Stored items
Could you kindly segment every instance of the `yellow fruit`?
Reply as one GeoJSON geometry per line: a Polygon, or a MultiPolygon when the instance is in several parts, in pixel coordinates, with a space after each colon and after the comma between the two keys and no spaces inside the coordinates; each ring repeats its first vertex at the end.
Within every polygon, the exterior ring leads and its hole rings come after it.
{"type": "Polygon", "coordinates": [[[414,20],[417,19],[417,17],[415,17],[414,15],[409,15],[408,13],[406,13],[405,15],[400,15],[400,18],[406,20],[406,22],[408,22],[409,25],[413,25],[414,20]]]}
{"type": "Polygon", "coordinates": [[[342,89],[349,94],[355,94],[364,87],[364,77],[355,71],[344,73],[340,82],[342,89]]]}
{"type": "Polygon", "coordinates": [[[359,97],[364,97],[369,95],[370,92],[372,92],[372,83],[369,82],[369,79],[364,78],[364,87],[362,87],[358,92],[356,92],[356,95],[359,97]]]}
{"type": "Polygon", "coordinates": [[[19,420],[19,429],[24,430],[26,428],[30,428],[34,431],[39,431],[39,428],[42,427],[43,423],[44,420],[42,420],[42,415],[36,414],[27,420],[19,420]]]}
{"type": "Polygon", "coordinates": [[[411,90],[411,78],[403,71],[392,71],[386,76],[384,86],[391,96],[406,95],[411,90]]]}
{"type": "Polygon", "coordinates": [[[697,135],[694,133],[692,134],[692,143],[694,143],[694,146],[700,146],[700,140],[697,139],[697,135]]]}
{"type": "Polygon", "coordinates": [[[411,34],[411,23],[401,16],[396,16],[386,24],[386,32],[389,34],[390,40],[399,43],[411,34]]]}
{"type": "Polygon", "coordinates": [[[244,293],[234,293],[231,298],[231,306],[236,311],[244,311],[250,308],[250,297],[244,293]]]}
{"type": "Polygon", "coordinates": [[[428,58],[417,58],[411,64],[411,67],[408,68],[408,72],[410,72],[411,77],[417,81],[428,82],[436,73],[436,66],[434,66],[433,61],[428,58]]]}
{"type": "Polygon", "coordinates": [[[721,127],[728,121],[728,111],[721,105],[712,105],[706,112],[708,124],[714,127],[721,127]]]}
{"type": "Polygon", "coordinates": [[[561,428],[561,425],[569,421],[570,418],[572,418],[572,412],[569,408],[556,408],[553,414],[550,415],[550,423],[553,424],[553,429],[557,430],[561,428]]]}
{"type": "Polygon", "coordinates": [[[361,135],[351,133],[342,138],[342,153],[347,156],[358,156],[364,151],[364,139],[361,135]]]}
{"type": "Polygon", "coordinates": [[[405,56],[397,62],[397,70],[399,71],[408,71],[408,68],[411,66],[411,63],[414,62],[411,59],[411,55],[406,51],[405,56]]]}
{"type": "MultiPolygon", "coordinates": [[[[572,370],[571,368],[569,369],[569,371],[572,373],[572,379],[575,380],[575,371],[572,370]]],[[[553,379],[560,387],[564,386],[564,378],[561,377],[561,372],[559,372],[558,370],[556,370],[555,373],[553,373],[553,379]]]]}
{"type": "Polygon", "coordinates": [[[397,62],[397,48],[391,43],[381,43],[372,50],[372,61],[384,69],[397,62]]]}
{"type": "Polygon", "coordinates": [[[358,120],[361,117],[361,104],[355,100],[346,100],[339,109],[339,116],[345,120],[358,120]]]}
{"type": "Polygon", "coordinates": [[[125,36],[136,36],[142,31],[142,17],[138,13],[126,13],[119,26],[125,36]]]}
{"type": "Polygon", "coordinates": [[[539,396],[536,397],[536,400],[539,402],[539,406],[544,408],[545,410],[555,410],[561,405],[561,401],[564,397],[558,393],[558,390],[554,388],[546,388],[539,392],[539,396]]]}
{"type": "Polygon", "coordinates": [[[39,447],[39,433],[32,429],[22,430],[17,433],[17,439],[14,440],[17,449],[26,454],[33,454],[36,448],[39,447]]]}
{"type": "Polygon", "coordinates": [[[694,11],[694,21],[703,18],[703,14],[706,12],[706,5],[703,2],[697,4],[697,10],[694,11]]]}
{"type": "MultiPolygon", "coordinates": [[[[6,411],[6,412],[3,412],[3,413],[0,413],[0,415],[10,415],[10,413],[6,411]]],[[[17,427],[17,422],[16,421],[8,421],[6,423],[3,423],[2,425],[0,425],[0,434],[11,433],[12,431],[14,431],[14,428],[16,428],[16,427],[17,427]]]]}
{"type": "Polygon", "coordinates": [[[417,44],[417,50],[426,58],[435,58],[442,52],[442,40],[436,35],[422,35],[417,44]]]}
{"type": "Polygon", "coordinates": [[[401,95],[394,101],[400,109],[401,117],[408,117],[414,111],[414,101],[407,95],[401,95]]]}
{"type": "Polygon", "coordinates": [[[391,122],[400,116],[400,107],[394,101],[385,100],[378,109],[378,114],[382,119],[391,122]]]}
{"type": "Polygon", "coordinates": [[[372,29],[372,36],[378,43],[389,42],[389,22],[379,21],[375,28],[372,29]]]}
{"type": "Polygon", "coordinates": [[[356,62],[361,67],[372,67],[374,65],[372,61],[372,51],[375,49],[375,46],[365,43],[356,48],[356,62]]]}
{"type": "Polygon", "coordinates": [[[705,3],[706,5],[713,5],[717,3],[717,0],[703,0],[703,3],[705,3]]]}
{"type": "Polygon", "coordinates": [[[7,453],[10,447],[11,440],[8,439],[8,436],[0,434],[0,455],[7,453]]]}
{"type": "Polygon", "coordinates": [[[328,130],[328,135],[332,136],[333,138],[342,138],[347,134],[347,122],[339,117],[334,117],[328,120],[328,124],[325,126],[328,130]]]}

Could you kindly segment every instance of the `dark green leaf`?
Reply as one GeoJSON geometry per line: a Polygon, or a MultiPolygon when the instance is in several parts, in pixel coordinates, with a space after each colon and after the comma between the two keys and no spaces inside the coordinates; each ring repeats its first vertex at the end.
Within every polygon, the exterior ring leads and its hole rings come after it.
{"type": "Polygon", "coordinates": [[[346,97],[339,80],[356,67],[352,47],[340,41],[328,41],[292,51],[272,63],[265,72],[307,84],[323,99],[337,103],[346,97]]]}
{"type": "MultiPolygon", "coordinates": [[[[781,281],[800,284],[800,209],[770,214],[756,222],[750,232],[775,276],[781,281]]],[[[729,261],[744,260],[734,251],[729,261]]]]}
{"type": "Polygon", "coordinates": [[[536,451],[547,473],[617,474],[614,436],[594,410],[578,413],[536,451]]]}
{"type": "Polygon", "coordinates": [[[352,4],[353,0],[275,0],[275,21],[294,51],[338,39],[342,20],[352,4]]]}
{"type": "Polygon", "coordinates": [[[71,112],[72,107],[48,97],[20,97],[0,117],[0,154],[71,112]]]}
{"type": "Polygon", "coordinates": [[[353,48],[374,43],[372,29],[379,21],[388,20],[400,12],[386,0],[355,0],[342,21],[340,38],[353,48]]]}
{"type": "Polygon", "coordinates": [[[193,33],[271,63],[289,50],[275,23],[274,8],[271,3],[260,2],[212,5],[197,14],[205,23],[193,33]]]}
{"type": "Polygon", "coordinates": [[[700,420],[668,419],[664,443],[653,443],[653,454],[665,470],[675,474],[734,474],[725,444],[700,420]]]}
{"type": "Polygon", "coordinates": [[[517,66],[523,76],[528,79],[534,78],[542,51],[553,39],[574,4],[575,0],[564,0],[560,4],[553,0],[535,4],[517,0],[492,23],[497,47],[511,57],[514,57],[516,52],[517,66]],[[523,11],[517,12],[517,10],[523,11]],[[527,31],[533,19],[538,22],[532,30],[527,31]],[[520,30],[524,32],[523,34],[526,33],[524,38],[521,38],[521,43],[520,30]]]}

WHAT TO DO |
Using the records above, find the number of lines that contain the string "segment", and give that number without further comment.

FINISHED TASK |
2